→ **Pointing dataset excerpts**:

........

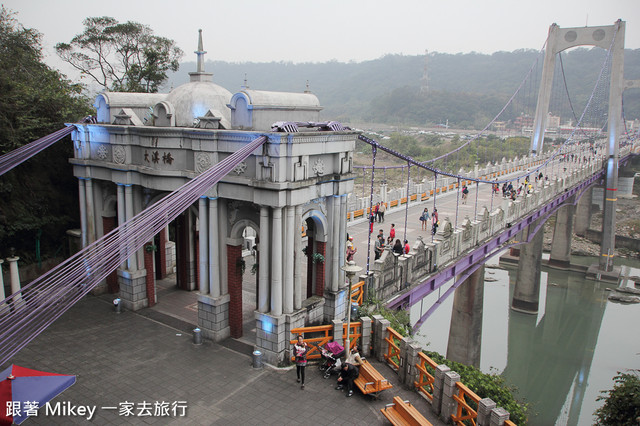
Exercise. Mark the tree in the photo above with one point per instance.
(121, 57)
(622, 403)
(35, 102)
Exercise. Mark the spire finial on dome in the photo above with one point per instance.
(200, 74)
(200, 52)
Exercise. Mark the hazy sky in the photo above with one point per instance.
(323, 30)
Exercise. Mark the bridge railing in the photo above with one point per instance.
(358, 207)
(357, 293)
(393, 349)
(426, 375)
(449, 397)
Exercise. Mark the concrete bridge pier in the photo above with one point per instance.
(561, 248)
(465, 333)
(583, 213)
(526, 294)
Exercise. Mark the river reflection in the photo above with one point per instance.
(559, 359)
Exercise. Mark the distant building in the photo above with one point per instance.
(144, 146)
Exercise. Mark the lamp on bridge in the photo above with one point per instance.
(351, 269)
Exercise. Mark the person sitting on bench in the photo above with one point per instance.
(348, 374)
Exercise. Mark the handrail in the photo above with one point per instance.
(425, 381)
(462, 406)
(314, 342)
(354, 334)
(393, 348)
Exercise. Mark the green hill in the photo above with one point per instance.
(465, 89)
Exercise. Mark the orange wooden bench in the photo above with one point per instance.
(403, 413)
(370, 381)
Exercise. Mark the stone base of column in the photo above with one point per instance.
(213, 317)
(133, 289)
(335, 305)
(101, 288)
(594, 273)
(508, 258)
(272, 339)
(559, 264)
(294, 320)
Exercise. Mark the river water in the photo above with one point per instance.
(560, 359)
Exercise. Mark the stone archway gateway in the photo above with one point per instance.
(146, 145)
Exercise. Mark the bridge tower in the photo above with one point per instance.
(606, 37)
(145, 146)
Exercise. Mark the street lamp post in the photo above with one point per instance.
(351, 269)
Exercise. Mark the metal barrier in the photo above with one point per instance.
(326, 336)
(464, 411)
(357, 293)
(426, 371)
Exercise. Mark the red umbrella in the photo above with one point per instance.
(23, 391)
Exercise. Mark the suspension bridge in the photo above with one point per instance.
(155, 166)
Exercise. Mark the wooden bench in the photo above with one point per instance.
(403, 413)
(370, 381)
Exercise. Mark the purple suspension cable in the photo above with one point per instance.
(26, 313)
(374, 150)
(406, 210)
(12, 159)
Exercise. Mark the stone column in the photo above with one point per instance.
(276, 262)
(299, 292)
(438, 386)
(342, 241)
(90, 211)
(465, 333)
(132, 261)
(321, 247)
(162, 253)
(108, 225)
(499, 416)
(203, 246)
(366, 336)
(121, 219)
(15, 278)
(335, 245)
(214, 308)
(289, 259)
(379, 334)
(616, 84)
(583, 213)
(484, 411)
(526, 294)
(448, 390)
(263, 265)
(132, 281)
(150, 279)
(214, 244)
(222, 255)
(560, 256)
(82, 194)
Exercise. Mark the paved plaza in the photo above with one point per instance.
(147, 358)
(147, 361)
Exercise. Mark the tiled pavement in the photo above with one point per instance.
(148, 356)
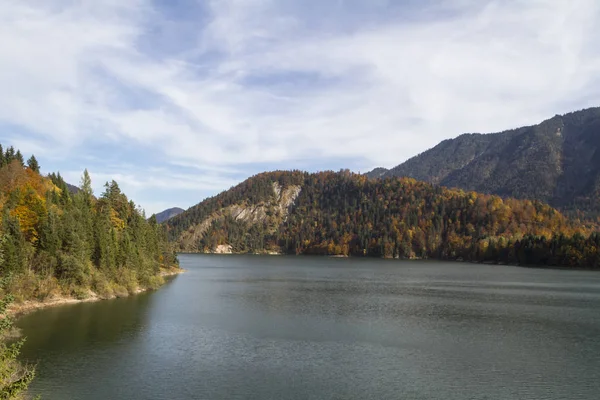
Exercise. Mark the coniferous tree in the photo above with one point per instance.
(19, 158)
(33, 165)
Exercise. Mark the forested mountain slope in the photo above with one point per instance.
(54, 242)
(557, 161)
(348, 214)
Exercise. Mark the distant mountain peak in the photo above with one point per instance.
(168, 214)
(556, 161)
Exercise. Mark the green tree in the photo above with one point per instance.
(33, 164)
(14, 376)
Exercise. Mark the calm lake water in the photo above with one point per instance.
(251, 327)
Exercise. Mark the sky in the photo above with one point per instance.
(178, 100)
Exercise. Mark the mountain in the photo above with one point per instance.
(168, 214)
(557, 161)
(346, 214)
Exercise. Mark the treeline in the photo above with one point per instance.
(348, 214)
(55, 242)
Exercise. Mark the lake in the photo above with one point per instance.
(260, 327)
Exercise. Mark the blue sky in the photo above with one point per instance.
(178, 100)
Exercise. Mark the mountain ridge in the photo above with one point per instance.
(167, 214)
(346, 214)
(556, 161)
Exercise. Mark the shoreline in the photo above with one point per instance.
(17, 310)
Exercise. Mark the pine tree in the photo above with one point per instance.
(19, 158)
(33, 164)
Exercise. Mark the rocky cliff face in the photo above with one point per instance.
(268, 214)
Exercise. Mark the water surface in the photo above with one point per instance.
(251, 327)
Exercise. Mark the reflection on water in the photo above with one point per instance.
(248, 327)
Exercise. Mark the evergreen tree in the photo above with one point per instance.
(33, 164)
(19, 158)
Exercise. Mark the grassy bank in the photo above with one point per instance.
(31, 292)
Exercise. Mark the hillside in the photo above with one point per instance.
(347, 214)
(168, 214)
(557, 161)
(55, 242)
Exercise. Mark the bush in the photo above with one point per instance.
(120, 291)
(102, 286)
(80, 293)
(23, 287)
(47, 288)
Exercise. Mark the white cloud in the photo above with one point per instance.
(281, 81)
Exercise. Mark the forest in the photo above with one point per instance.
(56, 242)
(351, 215)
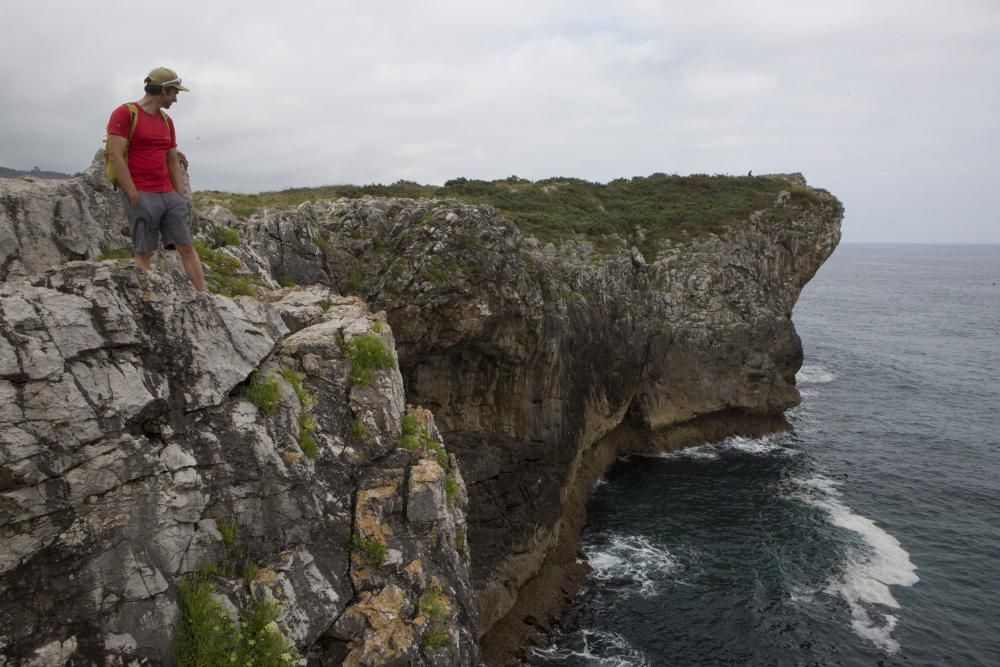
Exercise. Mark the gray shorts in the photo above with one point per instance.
(158, 215)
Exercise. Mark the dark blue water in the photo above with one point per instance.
(869, 535)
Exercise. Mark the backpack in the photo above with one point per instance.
(109, 169)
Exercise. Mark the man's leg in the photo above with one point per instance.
(144, 260)
(192, 266)
(177, 235)
(143, 241)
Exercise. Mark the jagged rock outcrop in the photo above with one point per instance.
(540, 363)
(136, 455)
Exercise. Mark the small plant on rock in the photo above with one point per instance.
(226, 236)
(116, 253)
(436, 636)
(264, 392)
(373, 551)
(366, 354)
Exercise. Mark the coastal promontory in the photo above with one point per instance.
(374, 442)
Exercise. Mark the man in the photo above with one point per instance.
(150, 175)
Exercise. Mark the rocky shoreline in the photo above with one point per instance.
(533, 366)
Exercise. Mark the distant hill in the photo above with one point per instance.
(6, 172)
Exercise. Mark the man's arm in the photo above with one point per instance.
(117, 145)
(176, 173)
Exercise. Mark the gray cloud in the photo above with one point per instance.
(889, 104)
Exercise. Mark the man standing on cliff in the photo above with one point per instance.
(149, 173)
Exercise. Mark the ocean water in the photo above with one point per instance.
(870, 535)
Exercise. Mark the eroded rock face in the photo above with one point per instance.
(130, 459)
(531, 355)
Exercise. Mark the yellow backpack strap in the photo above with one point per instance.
(135, 121)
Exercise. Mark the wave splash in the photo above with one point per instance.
(630, 562)
(597, 648)
(776, 443)
(814, 374)
(869, 571)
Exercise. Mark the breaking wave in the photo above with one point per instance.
(877, 563)
(594, 647)
(814, 374)
(776, 443)
(629, 562)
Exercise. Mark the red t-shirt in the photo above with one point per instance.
(147, 153)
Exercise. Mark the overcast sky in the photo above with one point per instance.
(892, 105)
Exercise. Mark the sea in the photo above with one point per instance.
(868, 535)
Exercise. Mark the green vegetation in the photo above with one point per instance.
(115, 253)
(434, 604)
(264, 392)
(295, 378)
(366, 353)
(206, 636)
(307, 441)
(250, 571)
(228, 532)
(666, 207)
(373, 551)
(226, 236)
(226, 274)
(307, 420)
(413, 437)
(436, 635)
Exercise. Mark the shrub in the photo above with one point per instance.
(224, 272)
(373, 551)
(296, 379)
(226, 236)
(265, 393)
(437, 635)
(308, 443)
(115, 253)
(250, 570)
(366, 354)
(205, 635)
(434, 604)
(439, 454)
(228, 533)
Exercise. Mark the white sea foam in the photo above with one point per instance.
(764, 446)
(632, 560)
(599, 648)
(704, 452)
(869, 571)
(814, 375)
(769, 444)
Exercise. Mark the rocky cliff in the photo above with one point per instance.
(133, 460)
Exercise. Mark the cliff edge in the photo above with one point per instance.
(135, 460)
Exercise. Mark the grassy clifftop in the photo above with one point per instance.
(642, 210)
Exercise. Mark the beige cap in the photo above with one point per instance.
(164, 76)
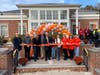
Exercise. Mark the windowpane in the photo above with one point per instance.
(34, 14)
(24, 28)
(49, 14)
(34, 25)
(63, 14)
(64, 23)
(4, 30)
(42, 14)
(55, 14)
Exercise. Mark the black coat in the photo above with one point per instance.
(16, 42)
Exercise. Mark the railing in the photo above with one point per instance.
(85, 57)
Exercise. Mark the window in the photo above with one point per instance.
(34, 14)
(49, 15)
(24, 28)
(64, 23)
(42, 14)
(63, 14)
(4, 30)
(93, 25)
(34, 25)
(55, 14)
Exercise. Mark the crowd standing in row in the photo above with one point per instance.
(46, 47)
(91, 36)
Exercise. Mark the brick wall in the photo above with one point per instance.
(6, 61)
(94, 60)
(12, 26)
(85, 22)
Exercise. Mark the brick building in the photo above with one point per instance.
(32, 15)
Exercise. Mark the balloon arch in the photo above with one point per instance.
(58, 28)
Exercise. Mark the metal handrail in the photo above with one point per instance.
(85, 57)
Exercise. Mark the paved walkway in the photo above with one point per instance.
(57, 72)
(50, 63)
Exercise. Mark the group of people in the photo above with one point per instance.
(47, 47)
(92, 36)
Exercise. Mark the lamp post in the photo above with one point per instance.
(98, 7)
(99, 17)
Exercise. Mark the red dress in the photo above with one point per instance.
(77, 42)
(71, 44)
(65, 41)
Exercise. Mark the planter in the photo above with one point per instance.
(23, 61)
(78, 60)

........

→ **STATED TASK**:
From the line holding "Exercise. Mark the window in" down to the final line above, quote every line exactly and only those lines.

→ **EXPECTED OUTPUT**:
Exercise. Mark the window in the photo above with one point per instance.
(34, 14)
(49, 15)
(24, 28)
(64, 23)
(42, 14)
(63, 14)
(4, 30)
(93, 25)
(34, 25)
(55, 14)
Exercise. Mark the crowd standing in row in the photo above with one point per instance.
(46, 47)
(91, 36)
Exercise. Mark the brick wall in the photo above with one point per instance.
(6, 61)
(94, 60)
(12, 26)
(85, 22)
Exercise. Mark the brick building in the photo above with one point per instance.
(32, 15)
Exercise. Mark the balloon arch in the photo above with one point per instance.
(58, 28)
Exercise. Mark the metal handrail in the photo above with one point per instance.
(85, 57)
Exercise. Mark the paved walkway in the photo above with one point per instance.
(57, 72)
(50, 63)
Exercise. Mark the group of people in the photo above with one point per instance.
(47, 47)
(92, 36)
Exercise. Mark the lamp post in the photo above with one point per instance.
(98, 7)
(99, 17)
Exercise. Mark the red dress in the photo above with one point per instance.
(77, 42)
(71, 44)
(65, 41)
Exercise. Mark the planter in the photo above with one point per instance.
(23, 61)
(78, 60)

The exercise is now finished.